• **Extrait choisi**:
-.-.-

1er Avril. — L’Enfer détruit, ou Examen raisonné du dogme de l’éternité des peines[1]. Suivant un petit avertissement, cet ouvrage est sorti de la même plume que celle de l’auteur de la Cruauté religieuse[2]. Il parut à Londres en 1761. Il est question d’y montrer à tout homme raisonnable que le dogme de l’éternité des peines n’a d’autre base que l’intérêt des imposteurs, dont le métier consiste à tromper le genre humain : 1° en ce qu’il est incompatible avec la justice et la gloire de Dieu ; 2° en ce qu’il est probable que ceux qui ont enseigné cette doctrine ne la croyaient pas eux-mêmes, et avaient des vues particulières pour la répandre ; 3° en ce que de savans théologiens ne sont nullement d’accord entre eux pour décider si cette doctrine est formellement annoncée dans les Écritures ; 4° en ce qu’un dogme si contraire à la bonté divine ne peut servir de base à une vraie religion, qu’il n’est propre qu’à fomenter une religion fausse et tyrannique pour des esclaves, et ne peut avoir que les conséquences les plus fâcheuses.

À la suite de ce premier ouvrage est un second, qui lui sert d’appui, et qui a pour titre : Dissertation critique sur les tourmens de l’enfer. Il est aussi traduit de l’anglais, et parut à Londres en 1758. Il est plus savant que le premier, plus appuyé de citations et de passages de l’Écriture même ; car, ce qui rend ces libelles contre la religion plus redoutables, c’est que leurs auteurs puisent dans les livres saints les plus forts argumens dont ils la combattent. Le style de ces deux écrits, et surtout du premier, est un style de dissertation, froid, diffus, et n’enthousiasme en rien le lecteur ; mais la logique en est si serrée, si pressante, si lumineuse, qu’il faut toute la foi possible pour y résister.

-.-.-

• **Données fournies**:
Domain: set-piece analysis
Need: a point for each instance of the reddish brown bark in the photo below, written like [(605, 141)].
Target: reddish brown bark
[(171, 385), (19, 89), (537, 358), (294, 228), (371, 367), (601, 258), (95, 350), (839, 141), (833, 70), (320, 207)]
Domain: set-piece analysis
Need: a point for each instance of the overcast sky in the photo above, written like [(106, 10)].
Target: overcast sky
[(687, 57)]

-.-.-

• **Consigne de l'exercice 1**:
Recopiez le passage de l'extrait qui commence par « À la suite de » et se termine par « pour y résister. ».
• **Consigne de l'exercice 2**:
Répondez à ces questions d'après l'extrait.
(a) En quelle année et dans quelle ville parut L'Enfer détruit ?
(b) De quelle langue la Dissertation critique sur les tourmens de l'enfer est-elle traduite ?
(c) Par quels termes l'extrait qualifie-t-il le style des deux écrits ?
• **Consigne de l'exercice 3**:
Selon l'extrait, qu'est-ce qui rend ces libelles contre la religion plus redoutables ? Expliquez-le en une à trois phrases.
Seul l'extrait sert de source pour répondre.

• **Réponse rédigée 1**:
À la suite de ce premier ouvrage est un second, qui lui sert d’appui, et qui a pour titre : Dissertation critique sur les tourmens de l’enfer. Il est aussi traduit de l’anglais, et parut à Londres en 1758. Il est plus savant que le premier, plus appuyé de citations et de passages de l’Écriture même ; car, ce qui rend ces libelles contre la religion plus redoutables, c’est que leurs auteurs puisent dans les livres saints les plus forts argumens dont ils la combattent. Le style de ces deux écrits, et surtout du premier, est un style de dissertation, froid, diffus, et n’enthousiasme en rien le lecteur ; mais la logique en est si serrée, si pressante, si lumineuse, qu’il faut toute la foi possible pour y résister.

• **Réponse rédigée 2**:
(a) À Londres, en 1761.
(b) De l'anglais.
(c) C'est un style de dissertation, froid, diffus, qui n'enthousiasme en rien le lecteur.

• **Réponse rédigée 3**:
Leurs auteurs tirent des livres saints eux-mêmes les arguments les plus forts dont ils se servent pour combattre la religion.